EXERCISE GOAL | From the items below, pull out each line that contains the string "window" and copy it unchanged. Treat the match as case-sensitive.

SUPPLIED DATA |
- - - - - - -

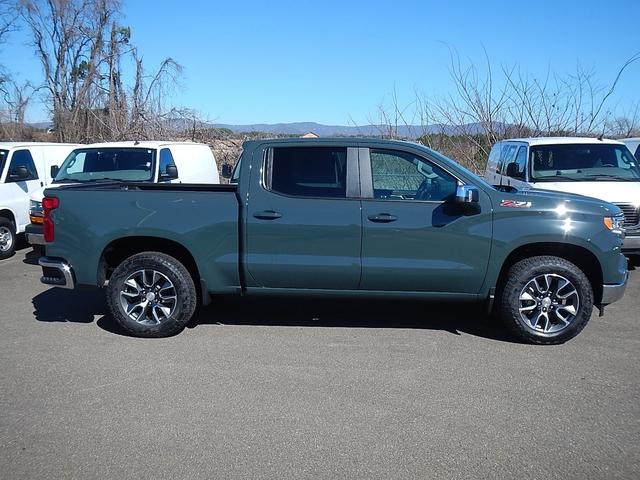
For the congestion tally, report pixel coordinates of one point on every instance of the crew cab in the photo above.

- - - - - - -

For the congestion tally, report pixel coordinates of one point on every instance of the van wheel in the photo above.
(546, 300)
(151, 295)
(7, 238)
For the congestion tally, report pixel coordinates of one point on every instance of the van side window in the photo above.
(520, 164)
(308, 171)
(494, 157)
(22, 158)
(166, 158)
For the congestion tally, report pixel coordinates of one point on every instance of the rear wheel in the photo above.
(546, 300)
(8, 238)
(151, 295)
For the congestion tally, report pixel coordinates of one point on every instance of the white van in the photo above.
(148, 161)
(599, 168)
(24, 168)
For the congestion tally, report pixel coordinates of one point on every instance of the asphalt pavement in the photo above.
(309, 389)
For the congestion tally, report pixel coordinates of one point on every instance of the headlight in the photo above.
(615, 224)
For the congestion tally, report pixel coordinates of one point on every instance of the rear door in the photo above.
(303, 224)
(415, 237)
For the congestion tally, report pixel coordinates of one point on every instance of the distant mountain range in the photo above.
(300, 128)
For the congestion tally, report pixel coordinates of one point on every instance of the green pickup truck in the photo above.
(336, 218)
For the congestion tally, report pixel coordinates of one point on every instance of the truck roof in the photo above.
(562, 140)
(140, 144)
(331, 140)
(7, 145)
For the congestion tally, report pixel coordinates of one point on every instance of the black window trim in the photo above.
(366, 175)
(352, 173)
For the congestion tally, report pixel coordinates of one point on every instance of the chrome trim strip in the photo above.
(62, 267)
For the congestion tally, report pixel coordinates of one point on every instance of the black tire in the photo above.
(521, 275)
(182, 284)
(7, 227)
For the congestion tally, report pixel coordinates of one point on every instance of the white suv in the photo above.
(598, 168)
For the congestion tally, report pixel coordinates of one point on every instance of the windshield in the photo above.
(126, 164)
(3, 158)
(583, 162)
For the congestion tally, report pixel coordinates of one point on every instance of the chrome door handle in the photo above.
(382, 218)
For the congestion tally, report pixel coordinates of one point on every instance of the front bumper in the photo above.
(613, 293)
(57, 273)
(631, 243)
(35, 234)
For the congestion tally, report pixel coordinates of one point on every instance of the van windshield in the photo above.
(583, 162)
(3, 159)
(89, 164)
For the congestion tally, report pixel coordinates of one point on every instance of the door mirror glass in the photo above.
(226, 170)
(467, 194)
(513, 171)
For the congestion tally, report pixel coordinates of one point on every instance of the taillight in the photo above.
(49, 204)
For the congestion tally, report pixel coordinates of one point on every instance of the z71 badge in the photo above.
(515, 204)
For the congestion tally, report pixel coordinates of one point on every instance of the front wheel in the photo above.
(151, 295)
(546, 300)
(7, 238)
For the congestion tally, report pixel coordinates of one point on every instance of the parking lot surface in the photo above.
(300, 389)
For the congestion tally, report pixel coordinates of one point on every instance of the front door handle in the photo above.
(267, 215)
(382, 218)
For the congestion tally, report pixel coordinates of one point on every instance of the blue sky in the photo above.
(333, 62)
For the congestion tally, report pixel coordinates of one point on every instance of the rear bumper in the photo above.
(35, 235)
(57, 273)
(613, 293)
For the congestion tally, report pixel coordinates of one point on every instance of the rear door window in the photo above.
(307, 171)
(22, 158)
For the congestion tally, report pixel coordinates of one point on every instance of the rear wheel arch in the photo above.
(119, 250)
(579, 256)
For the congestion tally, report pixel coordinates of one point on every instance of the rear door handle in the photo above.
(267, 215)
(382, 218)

- - - - - - -

SOLVED PROBLEM |
For the congestion tally, report pixel coordinates of one point on every instance of the van side window in the photo above.
For the congestion tally, report pixel coordinates of one point on every instance of the black window trim in the photo above.
For the congestion tally, report pixel coordinates of one point on every instance of the rear door window in the photo above.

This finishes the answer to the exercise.